## [Brief 1]
What is a shorter version of the paragraph beginning "We have difficulty, however" in the passage on the two-dismissal rule that keeps its main facts?

## [Passage provided]

* BEGIN *

Defendants’ Memorandum in Support of their Motion to Dismiss at 2-3. We agree with defendants that the prior filings have been fraught with errors and that there has been a needless consumption of judicial resources. We further agree that, although there has not been an identity of parties, there is a sufficient relationship between the parties for the two-dismissal rule to apply. See 9 Charles Alan Wright & Arthur R. Miller, Federal Practice & Procedure: Civil 2d § 2368 (1995); 9 Moore’s Federal Practice 3d § 41.33[7][k] (1997); Lake at Las Vegas Investors Group, Inc. v. Pacific Malibu Development Corp., 933 F.2d 724, 728 (9th Cir. 1991), cert, denied, 503 U.S. 920, 112 S.Ct. 1295, 117 L.Ed.2d 518 (1992). We also find that the claims asserted have been based upon or include the same claims for purposes of Rule 41(a)(1).
We have difficulty, however, with defendants’ treatment of the state-court dismissals as voluntary dismissals for purposes of the two-dismissal rule. It matters not that the earlier dismissals were of state court actions. 9 Moore’s Federal Practice 3d § 41.33[7][h]. Rule 41(a)(1) specifically refers to a state or federal action. What is significant, however, is that these state-court dismissals were by court order and not by the voluntary action of the plaintiffs.
The plain language of Rule 41(a)(1) indicates that the two-dismissal rule will apply only when the second action, (in this case, Loubier IV), was voluntarily dismissed by notice. 9 Moore’s Federal Practice 3d § 41.33[7][b]. The Rule, however, does not indicate what type of dismissal will qualify as .a first dismissal for purposes of the two-dismissal rule. 9 Moore’s Federal Practice 3d § 41.33[7][g]. The Rule simply refers to “a plaintiff who has once dismissed.” The issue that we must address is whether the two-dismissal rule will apply when the first ease was dismissed by a state court for dormancy or lack of prosecution.

* END *

## [Brief 2]
Rewrite the stretch of the records from their start through the line containing "Segment every instance of the power", replacing "outline" with "shape" and leaving everything else unchanged. Leave the pictures out of the answer.

## [Input for this task]

* BEGIN *

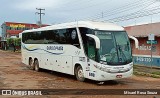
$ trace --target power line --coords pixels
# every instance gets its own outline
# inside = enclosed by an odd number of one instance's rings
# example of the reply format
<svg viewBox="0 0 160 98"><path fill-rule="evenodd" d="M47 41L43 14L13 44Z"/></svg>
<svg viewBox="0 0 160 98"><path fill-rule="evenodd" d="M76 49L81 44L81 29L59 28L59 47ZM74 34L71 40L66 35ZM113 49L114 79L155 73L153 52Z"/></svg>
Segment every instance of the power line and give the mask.
<svg viewBox="0 0 160 98"><path fill-rule="evenodd" d="M109 17L109 16L113 16L113 15L116 15L116 14L120 14L120 13L123 13L123 12L127 12L127 11L131 11L131 10L135 10L137 8L140 8L140 7L143 7L141 9L144 9L150 5L152 5L153 3L155 3L156 1L151 1L151 2L146 2L146 1L143 1L143 2L133 2L132 4L129 4L129 5L124 5L122 7L117 7L113 10L108 10L107 12L103 12L104 15L103 15L103 18L106 18L106 17ZM90 17L91 18L91 17ZM92 20L97 20L97 19L102 19L101 15L99 15L98 17L96 18L92 18Z"/></svg>
<svg viewBox="0 0 160 98"><path fill-rule="evenodd" d="M128 15L124 15L121 17L112 18L112 19L108 19L108 20L104 20L104 21L120 22L120 21L131 20L131 19L135 19L135 18L139 18L139 17L150 16L150 15L154 15L154 14L158 14L158 13L160 13L160 8L157 8L157 6L156 6L155 8L150 9L150 10L138 11L135 13L131 13Z"/></svg>
<svg viewBox="0 0 160 98"><path fill-rule="evenodd" d="M45 13L42 13L42 11L44 11L45 9L42 8L36 8L36 10L39 10L39 12L36 12L36 14L39 15L39 26L42 26L42 15L45 15Z"/></svg>

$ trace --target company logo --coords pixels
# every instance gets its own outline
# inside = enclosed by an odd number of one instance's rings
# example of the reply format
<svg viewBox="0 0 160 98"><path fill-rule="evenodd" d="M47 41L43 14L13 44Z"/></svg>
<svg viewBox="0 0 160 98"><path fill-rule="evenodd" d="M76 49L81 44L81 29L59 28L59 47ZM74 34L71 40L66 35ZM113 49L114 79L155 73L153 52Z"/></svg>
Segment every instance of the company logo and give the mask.
<svg viewBox="0 0 160 98"><path fill-rule="evenodd" d="M76 36L77 36L76 30L73 30L73 31L72 31L72 35L71 35L72 39L73 39L73 40L76 39Z"/></svg>
<svg viewBox="0 0 160 98"><path fill-rule="evenodd" d="M12 95L11 90L2 90L2 95Z"/></svg>
<svg viewBox="0 0 160 98"><path fill-rule="evenodd" d="M12 27L12 28L25 28L26 26L25 25L23 25L23 24L10 24L10 27Z"/></svg>
<svg viewBox="0 0 160 98"><path fill-rule="evenodd" d="M47 50L63 50L63 46L47 46Z"/></svg>

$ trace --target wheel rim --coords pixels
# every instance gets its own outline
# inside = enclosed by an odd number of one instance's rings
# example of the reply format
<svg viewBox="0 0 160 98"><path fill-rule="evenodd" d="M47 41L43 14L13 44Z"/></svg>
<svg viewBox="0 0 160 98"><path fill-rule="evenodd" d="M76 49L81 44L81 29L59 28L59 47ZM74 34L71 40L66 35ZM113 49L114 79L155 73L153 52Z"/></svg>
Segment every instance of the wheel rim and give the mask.
<svg viewBox="0 0 160 98"><path fill-rule="evenodd" d="M80 69L78 70L78 77L79 77L79 79L83 79L83 78L84 78L84 73L83 73L82 68L80 68Z"/></svg>

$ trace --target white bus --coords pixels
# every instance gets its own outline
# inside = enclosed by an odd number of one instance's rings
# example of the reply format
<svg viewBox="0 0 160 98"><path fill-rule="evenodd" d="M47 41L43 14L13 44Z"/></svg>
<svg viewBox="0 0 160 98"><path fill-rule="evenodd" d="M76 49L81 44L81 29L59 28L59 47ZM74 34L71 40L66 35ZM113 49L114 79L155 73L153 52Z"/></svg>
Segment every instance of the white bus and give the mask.
<svg viewBox="0 0 160 98"><path fill-rule="evenodd" d="M78 21L22 32L22 62L75 75L77 80L128 78L133 62L128 35L111 23Z"/></svg>

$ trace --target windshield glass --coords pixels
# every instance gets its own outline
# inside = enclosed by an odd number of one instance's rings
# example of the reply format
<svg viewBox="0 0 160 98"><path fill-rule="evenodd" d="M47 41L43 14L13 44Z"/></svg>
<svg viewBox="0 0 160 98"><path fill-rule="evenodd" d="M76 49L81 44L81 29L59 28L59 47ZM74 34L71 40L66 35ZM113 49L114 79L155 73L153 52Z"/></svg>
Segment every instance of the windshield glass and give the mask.
<svg viewBox="0 0 160 98"><path fill-rule="evenodd" d="M95 35L100 39L100 62L108 65L122 65L132 62L131 48L125 31L100 31Z"/></svg>

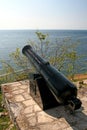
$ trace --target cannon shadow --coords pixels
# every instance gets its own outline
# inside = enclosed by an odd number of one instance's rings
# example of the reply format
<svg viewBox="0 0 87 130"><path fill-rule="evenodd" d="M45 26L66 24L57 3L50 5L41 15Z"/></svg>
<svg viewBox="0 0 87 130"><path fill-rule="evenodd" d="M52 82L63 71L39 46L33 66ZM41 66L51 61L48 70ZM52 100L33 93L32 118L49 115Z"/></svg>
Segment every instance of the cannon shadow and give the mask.
<svg viewBox="0 0 87 130"><path fill-rule="evenodd" d="M45 112L57 119L58 122L60 122L61 119L61 126L63 125L63 122L65 122L66 124L68 123L73 130L87 130L87 111L85 114L84 108L82 107L79 110L76 110L73 114L70 113L67 106L58 106L45 110Z"/></svg>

* END *

## [Task result 1]
The court disagrees with defendants' treatment of the state-court dismissals as voluntary dismissals under the two-dismissal rule. It does not matter that the earlier dismissals were of state court actions, because Rule 41(a)(1) specifically refers to a state or federal action. What matters is that these dismissals came by court order, not by the plaintiffs' voluntary action.

## [Task result 2]
$ trace --target power line --coords pixels
# every instance gets its own shape
# inside = enclosed by an odd number of one instance's rings
# example of the reply format
<svg viewBox="0 0 160 98"><path fill-rule="evenodd" d="M47 41L43 14L13 44Z"/></svg>
<svg viewBox="0 0 160 98"><path fill-rule="evenodd" d="M76 49L81 44L81 29L59 28L59 47ZM74 34L71 40L66 35ZM113 49L114 79L155 73L153 52Z"/></svg>
Segment every instance of the power line and give the mask.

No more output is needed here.